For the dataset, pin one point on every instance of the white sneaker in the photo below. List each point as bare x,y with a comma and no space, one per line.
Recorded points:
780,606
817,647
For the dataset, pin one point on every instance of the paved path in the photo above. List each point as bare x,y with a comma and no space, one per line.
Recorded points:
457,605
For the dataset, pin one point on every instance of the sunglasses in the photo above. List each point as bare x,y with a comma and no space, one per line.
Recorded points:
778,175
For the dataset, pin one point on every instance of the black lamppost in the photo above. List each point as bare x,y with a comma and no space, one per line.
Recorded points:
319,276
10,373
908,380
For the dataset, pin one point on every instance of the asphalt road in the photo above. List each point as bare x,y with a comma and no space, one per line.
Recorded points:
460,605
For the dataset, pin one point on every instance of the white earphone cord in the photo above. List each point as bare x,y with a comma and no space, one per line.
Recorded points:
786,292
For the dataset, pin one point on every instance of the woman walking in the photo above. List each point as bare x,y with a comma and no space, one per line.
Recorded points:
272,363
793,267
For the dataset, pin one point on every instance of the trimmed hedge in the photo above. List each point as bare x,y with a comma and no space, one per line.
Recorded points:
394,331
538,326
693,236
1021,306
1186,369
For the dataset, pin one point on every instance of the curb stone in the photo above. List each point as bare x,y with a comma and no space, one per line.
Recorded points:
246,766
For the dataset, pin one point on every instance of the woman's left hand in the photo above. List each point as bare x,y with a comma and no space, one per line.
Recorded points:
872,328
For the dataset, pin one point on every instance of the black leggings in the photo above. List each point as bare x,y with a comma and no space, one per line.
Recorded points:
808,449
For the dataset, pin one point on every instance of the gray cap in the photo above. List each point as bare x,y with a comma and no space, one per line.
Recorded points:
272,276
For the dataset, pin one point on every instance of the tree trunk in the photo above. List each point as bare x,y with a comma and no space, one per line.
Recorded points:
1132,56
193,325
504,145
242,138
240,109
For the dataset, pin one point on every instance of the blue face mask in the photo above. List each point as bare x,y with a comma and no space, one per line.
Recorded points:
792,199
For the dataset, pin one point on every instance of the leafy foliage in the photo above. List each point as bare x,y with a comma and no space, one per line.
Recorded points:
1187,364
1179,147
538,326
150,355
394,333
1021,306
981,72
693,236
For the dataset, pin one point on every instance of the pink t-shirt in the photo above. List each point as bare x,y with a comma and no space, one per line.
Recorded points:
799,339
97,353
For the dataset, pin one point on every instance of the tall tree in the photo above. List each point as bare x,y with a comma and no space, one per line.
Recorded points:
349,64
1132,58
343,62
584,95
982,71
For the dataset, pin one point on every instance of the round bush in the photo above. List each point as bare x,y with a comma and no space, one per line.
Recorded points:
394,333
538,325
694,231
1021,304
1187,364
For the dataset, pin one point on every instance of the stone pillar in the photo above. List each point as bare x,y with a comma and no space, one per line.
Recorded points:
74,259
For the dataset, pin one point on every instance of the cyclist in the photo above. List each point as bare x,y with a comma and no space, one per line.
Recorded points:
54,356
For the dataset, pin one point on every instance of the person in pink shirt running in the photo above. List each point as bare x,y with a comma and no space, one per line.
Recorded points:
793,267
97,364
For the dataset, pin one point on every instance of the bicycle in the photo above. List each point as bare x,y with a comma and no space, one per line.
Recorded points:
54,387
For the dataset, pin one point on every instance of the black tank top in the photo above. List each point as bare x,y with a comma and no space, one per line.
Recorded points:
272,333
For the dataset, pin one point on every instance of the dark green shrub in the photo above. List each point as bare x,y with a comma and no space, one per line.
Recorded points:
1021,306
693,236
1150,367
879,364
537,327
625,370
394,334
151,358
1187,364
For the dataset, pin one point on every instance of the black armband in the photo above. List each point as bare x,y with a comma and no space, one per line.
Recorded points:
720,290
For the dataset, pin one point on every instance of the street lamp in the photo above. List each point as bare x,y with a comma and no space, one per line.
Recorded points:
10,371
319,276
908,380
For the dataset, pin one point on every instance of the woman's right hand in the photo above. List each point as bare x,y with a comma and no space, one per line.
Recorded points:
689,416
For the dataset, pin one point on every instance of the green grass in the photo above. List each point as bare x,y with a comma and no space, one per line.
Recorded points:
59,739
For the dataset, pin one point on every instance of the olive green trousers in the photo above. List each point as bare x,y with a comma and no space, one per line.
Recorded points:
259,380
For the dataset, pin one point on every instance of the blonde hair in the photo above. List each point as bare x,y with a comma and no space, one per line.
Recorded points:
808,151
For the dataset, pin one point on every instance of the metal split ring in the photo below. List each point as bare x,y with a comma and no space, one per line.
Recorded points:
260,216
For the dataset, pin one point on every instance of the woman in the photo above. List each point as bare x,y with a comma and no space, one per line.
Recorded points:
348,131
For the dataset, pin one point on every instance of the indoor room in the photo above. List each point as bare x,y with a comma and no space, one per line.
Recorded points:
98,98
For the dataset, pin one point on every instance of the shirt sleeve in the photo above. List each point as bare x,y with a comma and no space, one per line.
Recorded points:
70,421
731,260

· · · · · · ·

* **Requirement**:
Return the entire listing above word for word, keeping every line in its original order.

* **Worked answer**:
For the dataset, pin one point on every instance of the white sneaker in the photo below. List each point as bare x,y with a comma and no space, one per line.
Recorded points:
780,606
817,647
For the dataset, pin one point on every instance of the paved path in the photo above. List each point as bare x,y with a comma and no space, one per line.
Recorded points:
457,605
For the dataset, pin one point on every instance of the sunglasses in the photo above. List each point as bare x,y with a comma and no space, one per line.
Recorded points:
778,175
For the dataset, pin one point on every instance of the black lamppost in the photo above. List each point as bare x,y with a comma and no space, one per line.
Recorded points:
319,276
10,373
908,380
For the dataset, pin one point on every instance of the asphalt road in the photo above. List each point as bare x,y with a comma and no space, one per line.
Recorded points:
460,605
For the dataset, pin one point on every instance of the white earphone cord in the photo above. List each point as bare x,y with a comma and no space, one per line.
Recorded points:
786,292
For the dataset, pin one point on every instance of the woman walking in the photo above. List each point as bare x,y with a comma and no space, one per line.
Recorded points:
272,363
793,267
For the dataset, pin one point on every instance of the trimmed hedge in the photo above. List each point as bare x,y with a comma and no space, one per line.
Recorded points:
394,331
538,326
693,236
1021,306
1186,369
For the dataset, pin one point on every instance of the curb stone in the photo above. List each point as bare x,y with a comma and no space, one per line.
Recorded points:
246,766
For the dataset, pin one point on every instance of the woman's left hand in the photo above. List each point as bare x,y with a comma and no space, one per line.
Recorded points:
872,328
For the dataset, pin one point on every instance of the black leggings in the photo above. List each point as bare x,y with a comma and no space, one per line.
Recorded points:
808,449
For the dataset, pin one point on every instance of the gray cap in the photo above. List each point as bare x,y with a comma and no space, one per line.
Recorded points:
272,276
For the dataset, pin one point on every instance of the tree trunk in the photo above. List each point as bare x,y with a comma and no space, one per line.
Recorded points:
1132,56
193,325
504,145
242,138
240,109
For the dataset, pin one point on every instance of the blue face mask in the photo above. List each point as bare x,y with a comma and no space, one per line.
Recorded points:
792,199
For the dataset, pin one point on every instance of the leafy foliage in the photo above. List each point as bare x,y with a comma and no space, one per line.
Recorded points:
1187,364
1179,147
538,326
150,355
394,333
1021,306
981,72
693,236
For the dataset, pin one point on every instance of the pink t-shirt in the photo above. List each point as bare x,y with a comma and no space, one per line.
Recorded points:
799,339
97,353
For the dataset, pin one point on every instance of the tall tree in the photo above. List each point as bare x,y with a comma and no space, one per line.
Recorded points:
349,64
1132,58
343,62
584,95
982,71
For the dataset, pin one point on every instance of the round bush in the photo above. List each point as bare x,y with a comma and no space, one per line.
Recorded points:
394,333
538,325
694,231
1021,304
1187,364
For the dataset, pin one point on every instance of the stone pillar in the photo above. List each point as bare x,y with a comma and no space, one per line.
Recorded points:
74,259
For the dataset, pin one point on every instance of the cyclist in the photo above. List each point as bare x,y with a comma and no space, one per line.
Recorded points:
54,356
For the dataset, pin one point on every instance of the person in pink shirt running in the photo above. List each point as bare x,y with a comma and no space, one per line.
Recorded points:
793,267
97,364
For the dataset, pin one point on every instance of the bicycle in the photo above. List each point as bare x,y with a comma and no space, one per line.
Recorded points:
54,387
For the dataset, pin one point on every instance of the black tank top in the photo above. List each point as bare x,y with a comma and no space, one per line.
Recorded points:
272,333
For the dataset, pin one point on every instance of the dark green shrub in the photo above. List each point as bare x,y with a comma and no space, one per line.
Recorded points:
1021,306
693,236
1150,367
879,364
537,327
625,370
394,334
151,358
1187,364
For the dataset, pin one point on every instance of the black armband in the photo above. List each point as bare x,y with a comma and no space, one per line.
Recorded points:
720,290
For the dataset, pin one point on every instance of the street lamp in the photo above. List each point as bare x,y with a comma and no space, one per line.
Recorded points:
10,371
319,276
908,380
For the dataset, pin one point on every instance of the woman's right hand in the photo above. List each point as bare x,y with a comma and no space, one per line.
Recorded points:
689,416
For the dataset, pin one point on every instance of the green grass in the photo above. List each point as bare x,y with a comma and no space, one per line.
Recorded points:
59,739
For the dataset, pin one point on every instance of the olive green trousers in the photo above. List each point as bare x,y with a comma and no space, one per line.
Recorded points:
259,380
For the dataset, pin one point on every instance of the blonde hair in the photo above. List each point as bare x,y with a comma and no space, one per line.
Recorded points:
808,151
For the dataset, pin one point on every instance of the metal split ring in the photo below. List each point as bare x,y with a comma and no space, one per line.
Recorded points:
260,216
For the dataset, pin one point on every instance of the woman in the photo above. List each point as bare x,y with a comma and no space, one per line.
Recorded points:
348,131
For the dataset, pin one point on every instance of the indoor room in the photo above. List each point as bare x,y with a comma and no space, one per line.
Recorded points:
98,98
For the dataset, pin one point on every instance of the shirt sleeve in the photo above. List each point as bare x,y with a comma and no space, one per line.
Recorded points:
70,421
731,260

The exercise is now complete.